## FRAGMENTO DEL DOCUMENTO
****

Para vivir a gusto con la realidad y con los
demás es necesario aprender a reconciliarse con la finitud y limitación.
Aceptar, como ya he insistido, que en la vida no existen paraísos de felicidad
absoluta, sino pequeños oasis que permiten el descanso y la recuperación para
continuar el camino. También en las relaciones humanas se tropieza con la
pequeñez de la otra persona que tampoco satisface por completo. El amor es el
único puente por el que se consigue pasar a la otra orilla. Pero no es fácil
este acercamiento en la inevitable distancia. Para reconciliarse con las
sombras de los demás hay que haber aprendido con anterioridad el difícil arte
de amarse a sí mismo.
Hablar
de amor propio tiene connotaciones muy negativas. Siempre se ha condenado esta
actitud, dentro de nuestra espiritualidad cristiana, como si se tratara de algo
indigno y pecaminoso. Se la valora con un sentido peyorativo, pues parece un
serio obstáculo para la experiencia del verdadero amor, que supone una apertura
de sí mismo para el encuentro y la comunión con las otras personas. Sin
embargo, a pesar de esta primera valoración espontánea muy poco positiva, no
creo que exista una virtud tan difícil de alcanzar como amarse a sí mismo. Un
verdadero arte que, por prejuicios y falsas interpretaciones, no hemos aprendido
con mucha frecuencia, ni entraba tampoco entre los objetivos de una buena
educación o de una pedagogía espiritual.
Los
datos psicológicos y las recomendaciones evangélicas nos abren, sin embargo, a
otra perspectiva bastante diferente. Mientras la persona no sea capaz de amarse
a sí misma, reconciliarse con sus limitaciones, aceptar sus sombras y
desajustes interiores, tampoco será posible amar al prójimo con sus propias
deficiencias y fallos. Y Jesús vuelve a insistir en esta verdad cuando le
responde al escriba sobre cuál es el primero de todos los mandamientos. Después
de hacer referencia al texto conocido del Deuteronomio (6,4-5) para amar al
Señor con todo tu corazón, con toda tu alma, con toda tu mente y con todas tus
fuerzas, añade de forma explícita: "El segundo es: amarás a tu prójimo
como a ti mismo" (Mc 12,31). En este caso, el amor hacia sí mismo
posibilita y condiciona el cariño a los demás.

****

## TAREA A REALIZAR
Transcriba íntegramente el fragmento sobre el amor a uno mismo, sin alterar ninguna palabra.

## EXTRACTO DE DATOS
****

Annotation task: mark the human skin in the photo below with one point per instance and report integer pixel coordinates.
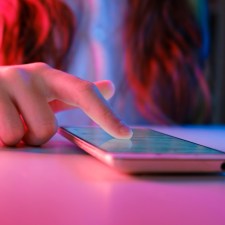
(31, 94)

****

## EJERCICIO RESUELTO
Para vivir a gusto con la realidad y con los
demás es necesario aprender a reconciliarse con la finitud y limitación.
Aceptar, como ya he insistido, que en la vida no existen paraísos de felicidad
absoluta, sino pequeños oasis que permiten el descanso y la recuperación para
continuar el camino. También en las relaciones humanas se tropieza con la
pequeñez de la otra persona que tampoco satisface por completo. El amor es el
único puente por el que se consigue pasar a la otra orilla. Pero no es fácil
este acercamiento en la inevitable distancia. Para reconciliarse con las
sombras de los demás hay que haber aprendido con anterioridad el difícil arte
de amarse a sí mismo.
Hablar
de amor propio tiene connotaciones muy negativas. Siempre se ha condenado esta
actitud, dentro de nuestra espiritualidad cristiana, como si se tratara de algo
indigno y pecaminoso. Se la valora con un sentido peyorativo, pues parece un
serio obstáculo para la experiencia del verdadero amor, que supone una apertura
de sí mismo para el encuentro y la comunión con las otras personas. Sin
embargo, a pesar de esta primera valoración espontánea muy poco positiva, no
creo que exista una virtud tan difícil de alcanzar como amarse a sí mismo. Un
verdadero arte que, por prejuicios y falsas interpretaciones, no hemos aprendido
con mucha frecuencia, ni entraba tampoco entre los objetivos de una buena
educación o de una pedagogía espiritual.
Los
datos psicológicos y las recomendaciones evangélicas nos abren, sin embargo, a
otra perspectiva bastante diferente. Mientras la persona no sea capaz de amarse
a sí misma, reconciliarse con sus limitaciones, aceptar sus sombras y
desajustes interiores, tampoco será posible amar al prójimo con sus propias
deficiencias y fallos. Y Jesús vuelve a insistir en esta verdad cuando le
responde al escriba sobre cuál es el primero de todos los mandamientos. Después
de hacer referencia al texto conocido del Deuteronomio (6,4-5) para amar al
Señor con todo tu corazón, con toda tu alma, con toda tu mente y con todas tus
fuerzas, añade de forma explícita: "El segundo es: amarás a tu prójimo
como a ti mismo" (Mc 12,31). En este caso, el amor hacia sí mismo
posibilita y condiciona el cariño a los demás.